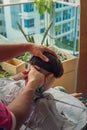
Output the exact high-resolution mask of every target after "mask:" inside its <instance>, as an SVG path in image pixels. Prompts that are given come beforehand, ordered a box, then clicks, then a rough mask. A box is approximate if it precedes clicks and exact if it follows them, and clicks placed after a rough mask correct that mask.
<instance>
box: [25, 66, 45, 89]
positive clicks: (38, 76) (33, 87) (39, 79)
mask: <svg viewBox="0 0 87 130" xmlns="http://www.w3.org/2000/svg"><path fill="white" fill-rule="evenodd" d="M44 81H45V76H44V74H42V73H40V72H39V71H38V70H37V69H36V68H34V67H33V66H31V68H30V71H29V74H28V83H27V84H29V85H28V86H30V84H32V88H31V89H34V90H36V89H37V88H39V87H41V86H43V84H44Z"/></svg>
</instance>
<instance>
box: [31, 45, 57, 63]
mask: <svg viewBox="0 0 87 130" xmlns="http://www.w3.org/2000/svg"><path fill="white" fill-rule="evenodd" d="M44 51H45V52H49V53H51V54H53V55H54V56H55V57H56V58H57V55H56V53H55V52H54V51H52V50H51V49H49V48H47V47H45V46H41V45H35V44H34V45H33V44H32V45H31V47H30V48H29V52H30V53H31V54H33V55H34V56H38V57H40V58H41V59H42V60H44V61H45V62H48V61H49V59H48V58H47V57H46V56H45V55H43V52H44Z"/></svg>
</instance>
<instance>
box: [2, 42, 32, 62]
mask: <svg viewBox="0 0 87 130" xmlns="http://www.w3.org/2000/svg"><path fill="white" fill-rule="evenodd" d="M32 46H33V45H32V44H28V43H25V44H7V45H6V44H2V45H1V44H0V55H1V56H0V62H2V61H5V60H8V59H11V58H13V57H16V56H19V55H21V54H23V53H24V52H26V51H29V49H31V47H32Z"/></svg>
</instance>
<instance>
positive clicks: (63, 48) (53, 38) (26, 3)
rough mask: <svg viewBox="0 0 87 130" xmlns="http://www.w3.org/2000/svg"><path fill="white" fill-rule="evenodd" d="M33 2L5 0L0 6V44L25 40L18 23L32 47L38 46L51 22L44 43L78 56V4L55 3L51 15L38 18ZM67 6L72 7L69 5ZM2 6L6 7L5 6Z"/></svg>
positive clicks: (19, 42)
mask: <svg viewBox="0 0 87 130" xmlns="http://www.w3.org/2000/svg"><path fill="white" fill-rule="evenodd" d="M19 2H20V4H19ZM23 2H25V3H23ZM32 2H33V1H28V2H27V0H26V1H23V0H22V1H21V0H20V1H17V0H14V1H11V3H8V1H7V0H4V1H2V2H1V3H0V5H1V6H0V38H1V40H0V42H1V43H2V42H3V43H6V42H8V43H20V42H22V43H23V41H24V42H25V41H26V39H25V37H24V36H23V34H22V32H21V30H20V29H19V26H18V23H19V24H20V25H21V28H22V29H23V31H24V32H25V35H26V36H28V35H33V36H34V38H35V43H38V44H41V41H42V38H43V35H44V33H45V32H46V30H47V27H49V25H50V23H51V22H52V21H53V24H52V27H51V28H50V29H49V31H48V35H47V37H46V39H48V40H49V41H51V42H50V43H51V44H55V45H56V46H58V47H60V48H63V49H66V50H68V51H70V52H72V53H73V54H77V53H78V51H79V26H80V6H79V4H78V2H77V1H76V2H75V0H74V1H65V0H64V1H63V0H62V1H61V2H60V1H59V0H54V2H53V3H52V5H53V8H52V11H51V12H50V14H48V13H44V14H39V11H38V10H37V9H36V4H35V3H32ZM70 2H72V3H73V4H70ZM3 3H4V4H5V5H6V4H9V5H8V6H5V5H3ZM10 4H11V5H10ZM12 4H14V5H12ZM2 5H3V6H2ZM37 35H38V38H37ZM55 38H56V39H57V40H55ZM26 42H27V41H26ZM44 42H45V41H44Z"/></svg>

++++++

Directions: The entries above need to be output again in full, exactly, and without pictures.

Expected output:
Output the exact high-resolution mask of every target after "mask:" inside its <instance>, as an SVG path in image pixels. Prompts that are given come beforehand, ordered a box, then clicks, then a rough mask. A box is approximate if it precedes clicks and exact if it follows them, and clicks placed after a rough mask correct that mask.
<instance>
box: [25, 66, 45, 89]
positive clicks: (38, 76) (33, 87) (39, 79)
mask: <svg viewBox="0 0 87 130" xmlns="http://www.w3.org/2000/svg"><path fill="white" fill-rule="evenodd" d="M44 81H45V76H44V74H42V73H40V72H39V71H38V70H37V69H36V68H34V67H33V66H31V68H30V71H29V74H28V83H27V84H29V85H28V86H30V84H32V88H31V89H34V90H36V89H37V88H39V87H41V86H43V84H44Z"/></svg>
</instance>
<instance>
box: [31, 45, 57, 63]
mask: <svg viewBox="0 0 87 130" xmlns="http://www.w3.org/2000/svg"><path fill="white" fill-rule="evenodd" d="M44 51H45V52H49V53H51V54H53V55H54V56H55V57H56V58H57V55H56V53H55V52H54V51H52V50H51V49H49V48H47V47H45V46H41V45H35V44H34V45H33V44H32V45H31V47H30V48H29V52H30V53H31V54H33V55H34V56H38V57H40V58H41V59H42V60H44V61H45V62H48V61H49V59H48V58H47V57H46V56H45V55H43V52H44Z"/></svg>
</instance>
<instance>
box: [2, 42, 32, 62]
mask: <svg viewBox="0 0 87 130" xmlns="http://www.w3.org/2000/svg"><path fill="white" fill-rule="evenodd" d="M32 46H33V45H32V44H28V43H25V44H7V45H6V44H2V45H1V44H0V55H1V56H0V62H2V61H5V60H8V59H11V58H13V57H16V56H19V55H21V54H23V53H24V52H26V51H29V49H31V47H32Z"/></svg>
</instance>
<instance>
positive clicks: (63, 48) (53, 38) (26, 3)
rough mask: <svg viewBox="0 0 87 130" xmlns="http://www.w3.org/2000/svg"><path fill="white" fill-rule="evenodd" d="M33 2L5 0L0 6V44L25 40L18 23L32 47L38 46L51 22L44 43L78 56V4L55 3L51 15L38 18ZM67 6L72 7L69 5ZM2 6L6 7L5 6Z"/></svg>
positive clicks: (19, 42)
mask: <svg viewBox="0 0 87 130" xmlns="http://www.w3.org/2000/svg"><path fill="white" fill-rule="evenodd" d="M19 2H20V4H19ZM23 2H25V3H23ZM32 2H33V1H28V2H27V0H26V1H23V0H22V1H21V0H20V1H17V0H14V1H11V3H8V1H7V0H4V1H2V2H1V3H0V5H1V6H0V38H1V40H0V42H1V43H2V42H3V43H6V42H8V43H20V42H22V43H23V41H24V42H25V41H26V39H25V37H24V36H23V34H22V32H21V30H20V29H19V26H18V23H19V24H20V25H21V28H22V29H23V31H24V32H25V35H26V36H28V35H33V36H34V38H35V43H38V44H41V41H42V38H43V35H44V33H45V32H46V30H47V27H49V25H50V23H51V22H52V21H53V24H52V27H51V28H50V29H49V31H48V35H47V37H46V39H48V40H49V41H51V42H50V43H51V44H55V45H56V46H58V47H60V48H63V49H66V50H68V51H70V52H72V53H73V54H77V53H78V51H79V26H80V6H79V4H78V2H77V1H76V2H75V0H74V1H65V0H64V1H63V0H62V1H61V2H60V1H59V0H54V2H53V3H52V5H53V8H52V11H51V12H50V14H48V13H44V14H39V11H38V10H37V9H36V4H35V3H32ZM70 2H72V3H73V4H70ZM3 3H4V4H5V5H6V4H9V5H8V6H5V5H3ZM10 4H11V5H10ZM12 4H14V5H12ZM2 5H3V6H2ZM37 35H38V38H37ZM55 38H56V39H57V40H55ZM26 42H27V41H26ZM44 42H45V41H44Z"/></svg>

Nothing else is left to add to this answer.